---- Text

Automated lattice radiation therapy treatment planning personalised to tumour size and shape
Mathieu Gaudreault, Kelvin K. Yu, David Chang, Tomas Kron, Nicholas Hardcastle, Sarat Chander, Adam Yeo, Physica Medica, Volume 125, 2024, 104490, ISSN 1120-1797,
https://doi.org/10.1016/j.ejmp.2024.104490
What inspired this study?
This study addresses the personalisation of the lattice radiation therapy (LRT) technique for easy implementation in a conventional radiotherapy linear accelerator. This technique involves irradiation of several boost regions in the tumour, in opposition with traditional uniform target coverage. It is usually prescribed to palliative patients with large tumours with cytoreduction (reduction in tumour volume) intent. When this treatment is needed, patients are generally in pain and time is an issue. However, preparing an LRT treatment plan manually takes a lot of time as each boost region must be contoured and managed individually during dose optimisation. Motivated by a former study of our research group automating the technique (10.1016/j.ejmp.2024.104490), we hypothesised that the overall technique could be personalised to the tumour volume to quickly generate treatment plans so that LRT could become an attractive option for clinical routine.

--------

### To do
Could you continue the text on automated lattice radiation therapy planning from the point where it stops? The material has no connection to the text on lattice radiation therapy planning.

---- Supplied material

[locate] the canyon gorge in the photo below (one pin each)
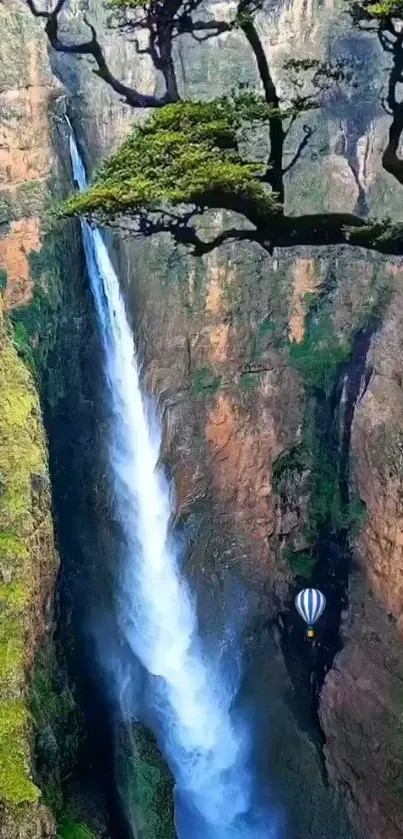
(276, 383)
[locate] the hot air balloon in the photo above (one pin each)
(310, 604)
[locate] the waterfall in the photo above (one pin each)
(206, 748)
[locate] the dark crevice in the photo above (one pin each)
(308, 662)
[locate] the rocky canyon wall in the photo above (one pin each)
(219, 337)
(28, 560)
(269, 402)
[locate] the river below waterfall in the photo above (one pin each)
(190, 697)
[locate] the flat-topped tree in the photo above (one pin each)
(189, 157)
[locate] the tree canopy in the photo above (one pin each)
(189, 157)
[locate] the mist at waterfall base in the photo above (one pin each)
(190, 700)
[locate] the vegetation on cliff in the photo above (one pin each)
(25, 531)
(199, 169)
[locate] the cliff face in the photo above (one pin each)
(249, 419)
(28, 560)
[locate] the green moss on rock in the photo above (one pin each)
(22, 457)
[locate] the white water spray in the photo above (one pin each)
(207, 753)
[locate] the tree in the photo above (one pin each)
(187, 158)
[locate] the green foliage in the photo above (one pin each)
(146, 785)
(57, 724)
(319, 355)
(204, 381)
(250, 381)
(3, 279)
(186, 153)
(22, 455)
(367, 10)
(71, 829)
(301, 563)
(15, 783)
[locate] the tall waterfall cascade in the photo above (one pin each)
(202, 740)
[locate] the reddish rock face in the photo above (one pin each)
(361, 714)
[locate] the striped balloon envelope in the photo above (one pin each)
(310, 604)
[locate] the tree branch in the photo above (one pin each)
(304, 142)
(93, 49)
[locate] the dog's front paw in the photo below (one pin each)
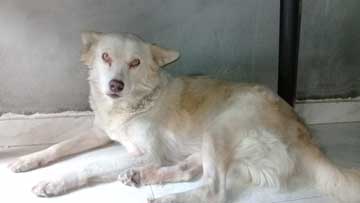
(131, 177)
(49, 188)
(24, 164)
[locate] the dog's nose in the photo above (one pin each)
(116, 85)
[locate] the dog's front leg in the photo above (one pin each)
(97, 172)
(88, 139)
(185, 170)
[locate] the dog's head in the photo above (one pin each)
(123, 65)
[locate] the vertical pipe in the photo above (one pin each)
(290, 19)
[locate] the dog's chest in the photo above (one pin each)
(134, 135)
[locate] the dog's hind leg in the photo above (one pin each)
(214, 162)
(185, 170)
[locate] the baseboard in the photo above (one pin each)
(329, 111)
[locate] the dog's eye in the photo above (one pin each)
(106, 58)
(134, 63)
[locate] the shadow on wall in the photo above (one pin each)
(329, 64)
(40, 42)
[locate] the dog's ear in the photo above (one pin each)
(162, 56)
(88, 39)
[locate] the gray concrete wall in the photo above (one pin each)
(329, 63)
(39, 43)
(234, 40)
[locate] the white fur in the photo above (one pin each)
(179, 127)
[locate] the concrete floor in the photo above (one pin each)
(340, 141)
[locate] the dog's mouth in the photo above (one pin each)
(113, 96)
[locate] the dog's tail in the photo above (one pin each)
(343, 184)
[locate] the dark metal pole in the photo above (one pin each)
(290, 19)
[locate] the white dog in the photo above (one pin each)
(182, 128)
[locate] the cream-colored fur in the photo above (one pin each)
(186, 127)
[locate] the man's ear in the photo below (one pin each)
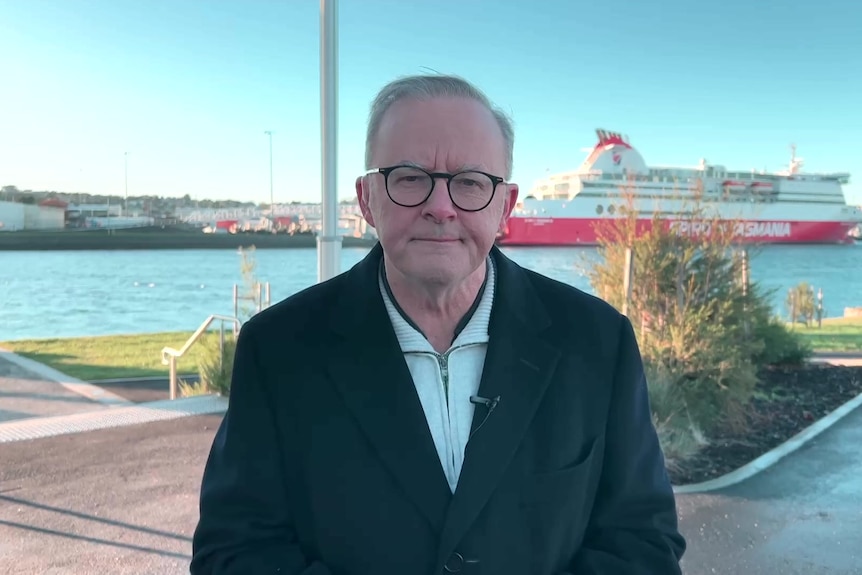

--------

### Final answer
What were the key challenges in this research?
The underlying physiological mechanisms of the LRT technique are unknown. However, it is believed that irradiation triggers an immune response resulting in tumour cytoreduction. Therefore, a significant fraction of the tumour volume must be spared from high-dose regions for the immune response to occur.
However, parameters in terms of vertex size and centre-to centre distance leading to the optimal response are yet unknown in the literature. Consequently, the automation could not have been driven by gold standards based on clinical evidence.
What are the key takeaways from this study?
As we were missing clinical guidance, we explored the parameter space by varying the size and spacing of boost regions. We further devised a score based on the resulting dosimetry to judge the resulting plan quality. Plans with dosimetry clinically satisfactory were achieved with a size of 1.5 cm of diameter and 2.5 – 5 cm of centre-to-centre distance. Furthermore, a follow-up study from our research group demonstrated that satisfactory dosimetry could be achieved with a few boost regions (< 15), which might allow manual planning in centres with low scripting ability.
How does this research impact the future?
Personalising the LRT technique allowed the design of clinical trials aiming to drive the determination of parameters leading to optimal response. Cytoreduction is currently observed in around 50% of patients prescribed LRT. We hope that this number can be improved with a better understanding of the mechanisms driving the immune response, which might be correlated with the parameters used in the LRT technique.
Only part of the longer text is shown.